## PAGE

Tutorial 1: Worked Examples

Last updated on Sep 8, 2021 Question and Answers

Image credit: Sigmund

Introduction

This is a tutorial of common problems in Statistics alongside their suggested solutions. No particular level is the target. Thus, you may find any of the problems to be at any level (undergrad, master’s, or doctoral level). Questions may come from any topic in Statistics, rather than on a chapter-by-chapter basis. In most cases, these questions are not designed by me. You may find some of the questions may be coming from my lectures notes, online portals where solutions to the problems are not given, well-written Statistics books such as Robert V. Hogg et al., Sheldon Ross, or questions whose original source are not clearly known (anonymous). In cases where I am certain of the original source of the question, I would do my best to cite the source of it. If you feel a problem is not properly cited, please draw my attention to it.

Problem 1.

To study the effect of temperature on yield in a chemical process, five batches were produced at each of three temperature levels. The results results are given below.

i.) Construct an analysis of variance ANOVA table for this problem.

ii.) Use a 0.05 level of significance to test whether the temperature level has an effect on the mean yield of the process.

## SUPPLIED INFORMATION

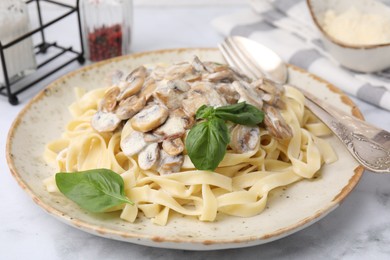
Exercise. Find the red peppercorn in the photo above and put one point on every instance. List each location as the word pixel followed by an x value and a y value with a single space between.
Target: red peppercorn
pixel 105 42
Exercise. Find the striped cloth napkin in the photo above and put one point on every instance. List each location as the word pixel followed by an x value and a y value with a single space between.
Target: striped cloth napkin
pixel 286 27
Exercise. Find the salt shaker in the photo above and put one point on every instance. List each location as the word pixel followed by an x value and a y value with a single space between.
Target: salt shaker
pixel 19 58
pixel 106 28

## THE TASKS
1) From the statistics tutorial above, copy the passage starting with "Image credit: Sigmund" and going on through "attention to it.".
2) In Problem 1 of the statistics tutorial, how many batches were produced at each temperature level?

## ANSWERS TO THE TASKS
1)
Image credit: Sigmund

Introduction

This is a tutorial of common problems in Statistics alongside their suggested solutions. No particular level is the target. Thus, you may find any of the problems to be at any level (undergrad, master’s, or doctoral level). Questions may come from any topic in Statistics, rather than on a chapter-by-chapter basis. In most cases, these questions are not designed by me. You may find some of the questions may be coming from my lectures notes, online portals where solutions to the problems are not given, well-written Statistics books such as Robert V. Hogg et al., Sheldon Ross, or questions whose original source are not clearly known (anonymous). In cases where I am certain of the original source of the question, I would do my best to cite the source of it. If you feel a problem is not properly cited, please draw my attention to it.

2) Five batches